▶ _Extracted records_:
══════

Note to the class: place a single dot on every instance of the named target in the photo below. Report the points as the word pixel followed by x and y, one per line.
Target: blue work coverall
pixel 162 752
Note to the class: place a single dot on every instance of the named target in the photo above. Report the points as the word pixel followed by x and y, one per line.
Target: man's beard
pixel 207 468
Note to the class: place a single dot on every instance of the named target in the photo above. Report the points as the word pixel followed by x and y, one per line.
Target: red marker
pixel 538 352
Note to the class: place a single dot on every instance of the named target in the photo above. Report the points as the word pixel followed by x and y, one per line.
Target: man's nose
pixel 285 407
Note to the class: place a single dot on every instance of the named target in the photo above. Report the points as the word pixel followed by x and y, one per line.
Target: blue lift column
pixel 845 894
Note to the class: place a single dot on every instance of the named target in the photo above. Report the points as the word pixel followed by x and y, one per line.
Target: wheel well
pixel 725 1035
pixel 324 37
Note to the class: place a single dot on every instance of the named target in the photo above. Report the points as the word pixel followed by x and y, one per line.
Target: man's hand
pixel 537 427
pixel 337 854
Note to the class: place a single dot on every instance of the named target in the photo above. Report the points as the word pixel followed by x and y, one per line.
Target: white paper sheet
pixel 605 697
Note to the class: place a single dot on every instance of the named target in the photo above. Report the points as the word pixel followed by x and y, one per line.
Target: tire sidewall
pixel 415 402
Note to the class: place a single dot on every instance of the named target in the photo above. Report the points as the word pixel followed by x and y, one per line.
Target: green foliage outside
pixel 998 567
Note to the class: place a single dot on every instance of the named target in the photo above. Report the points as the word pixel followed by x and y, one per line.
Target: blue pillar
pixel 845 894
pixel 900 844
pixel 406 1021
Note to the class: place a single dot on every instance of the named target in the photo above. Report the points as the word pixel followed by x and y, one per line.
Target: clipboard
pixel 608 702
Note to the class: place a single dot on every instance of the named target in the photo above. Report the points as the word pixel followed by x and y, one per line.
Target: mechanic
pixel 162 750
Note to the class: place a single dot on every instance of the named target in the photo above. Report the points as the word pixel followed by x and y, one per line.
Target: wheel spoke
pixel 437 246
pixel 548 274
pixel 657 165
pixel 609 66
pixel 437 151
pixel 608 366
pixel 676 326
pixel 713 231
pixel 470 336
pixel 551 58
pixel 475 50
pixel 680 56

══════

▶ _The exercise_: Please recast the lines above as a Markdown table with two columns, "No." for the row number and "Line" for the line itself, leaving out any blank lines.

▶ _Result below_:
| No. | Line |
|---|---|
| 1 | Note to the class: place a single dot on every instance of the named target in the photo below. Report the points as the word pixel followed by x and y, one per line. |
| 2 | Target: blue work coverall |
| 3 | pixel 162 752 |
| 4 | Note to the class: place a single dot on every instance of the named target in the photo above. Report the points as the word pixel followed by x and y, one per line. |
| 5 | Target: man's beard |
| 6 | pixel 207 468 |
| 7 | Note to the class: place a single dot on every instance of the named target in the photo above. Report the points as the word pixel followed by x and y, one per line. |
| 8 | Target: red marker |
| 9 | pixel 538 352 |
| 10 | Note to the class: place a single dot on every instance of the named target in the photo above. Report the points as the word pixel followed by x and y, one per line. |
| 11 | Target: man's nose |
| 12 | pixel 285 407 |
| 13 | Note to the class: place a single dot on every instance of the named target in the photo above. Report the points as the word pixel followed by x and y, one per line. |
| 14 | Target: blue lift column |
| 15 | pixel 845 894 |
| 16 | Note to the class: place a single dot on every instance of the named target in the photo above. Report the points as the word pixel followed by x and y, one per line. |
| 17 | Target: wheel well |
| 18 | pixel 725 1035 |
| 19 | pixel 324 37 |
| 20 | Note to the class: place a single dot on every instance of the named target in the photo above. Report the points as the word pixel followed by x and y, one per line. |
| 21 | Target: man's hand |
| 22 | pixel 537 427 |
| 23 | pixel 337 854 |
| 24 | Note to the class: place a single dot on every instance of the named target in the photo above. Report the points as the word pixel followed by x and y, one per line. |
| 25 | Target: white paper sheet |
| 26 | pixel 605 697 |
| 27 | Note to the class: place a single dot on every instance of the named target in the photo above. Report the points as the word pixel followed by x and y, one per line. |
| 28 | Target: tire sidewall |
| 29 | pixel 415 402 |
| 30 | Note to the class: place a single dot on every instance of the named target in the photo above. Report the points as the word pixel followed by x and y, one per line. |
| 31 | Target: green foliage outside |
| 32 | pixel 998 567 |
| 33 | Note to the class: place a single dot on every instance of the named target in the photo above. Report the points as the word pixel followed by x and y, one per line. |
| 34 | Target: blue pillar |
| 35 | pixel 845 894 |
| 36 | pixel 900 844 |
| 37 | pixel 406 1021 |
| 38 | Note to the class: place a single dot on every instance of the named target in the photo above. Report the points as the word pixel followed by x and y, one per line. |
| 39 | Target: clipboard |
| 40 | pixel 608 702 |
| 41 | Note to the class: place a single dot on every instance of the named target in the photo above. Report the points as the word pixel followed by x and y, one per line. |
| 42 | Target: mechanic |
| 43 | pixel 162 750 |
| 44 | Note to the class: place a single dot on every instance of the named target in the photo above. Report the points as the word pixel followed by x and y, one per line. |
| 45 | Target: wheel spoke |
| 46 | pixel 437 246 |
| 47 | pixel 548 274 |
| 48 | pixel 657 165 |
| 49 | pixel 609 66 |
| 50 | pixel 437 151 |
| 51 | pixel 608 366 |
| 52 | pixel 676 326 |
| 53 | pixel 713 231 |
| 54 | pixel 470 336 |
| 55 | pixel 551 58 |
| 56 | pixel 475 50 |
| 57 | pixel 680 56 |